— WHAT THIS TASK INVOLVES —
Copy the listing starting at the line containing "Task: set a pin on each instance of the building" and ending at the line containing "point(307, 212)", switching "paved path" to "paved walkway" and leaving every other part unchanged.

══════════

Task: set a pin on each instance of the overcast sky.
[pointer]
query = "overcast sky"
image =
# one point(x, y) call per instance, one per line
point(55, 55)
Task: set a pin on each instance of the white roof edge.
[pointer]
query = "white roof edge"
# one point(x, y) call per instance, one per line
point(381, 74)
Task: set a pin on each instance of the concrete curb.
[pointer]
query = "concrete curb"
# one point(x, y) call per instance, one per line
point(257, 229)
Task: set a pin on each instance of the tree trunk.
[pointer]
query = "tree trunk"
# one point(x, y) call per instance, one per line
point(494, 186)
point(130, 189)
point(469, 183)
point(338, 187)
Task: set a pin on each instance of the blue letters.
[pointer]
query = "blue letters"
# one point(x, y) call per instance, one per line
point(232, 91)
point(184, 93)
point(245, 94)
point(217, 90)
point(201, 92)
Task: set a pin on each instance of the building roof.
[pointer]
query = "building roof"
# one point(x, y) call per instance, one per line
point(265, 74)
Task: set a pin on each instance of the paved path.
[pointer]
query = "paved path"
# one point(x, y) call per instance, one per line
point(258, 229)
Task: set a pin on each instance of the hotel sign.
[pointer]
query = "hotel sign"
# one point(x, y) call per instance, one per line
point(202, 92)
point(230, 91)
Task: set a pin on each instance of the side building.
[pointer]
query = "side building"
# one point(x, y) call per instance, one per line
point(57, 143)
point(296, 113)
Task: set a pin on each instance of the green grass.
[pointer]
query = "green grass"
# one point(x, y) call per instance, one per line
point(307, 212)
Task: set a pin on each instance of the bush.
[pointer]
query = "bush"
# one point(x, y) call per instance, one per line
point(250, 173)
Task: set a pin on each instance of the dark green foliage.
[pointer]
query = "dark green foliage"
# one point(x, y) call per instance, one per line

══════════

— TASK SOLUTION —
Task: set a pin on each instance of the building roof.
[pointer]
query = "building roof"
# one point(x, y) call per instance, one per line
point(265, 74)
Task: set a pin on each instance of the paved walkway.
[pointer]
query = "paved walkway"
# one point(x, y) call per instance, one per line
point(258, 229)
Task: set a pin on each instance of the hotel sign.
[pointer]
query = "hotel sign"
# one point(x, y) call per instance, one per line
point(202, 92)
point(230, 91)
Task: set a pin on each instance of the side building.
[pointer]
query = "side building"
# one point(x, y) call per instance, one per line
point(57, 143)
point(296, 113)
Task: set a pin on each instance of the green grass.
[pointer]
query = "green grass"
# one point(x, y) call per instance, one per line
point(307, 212)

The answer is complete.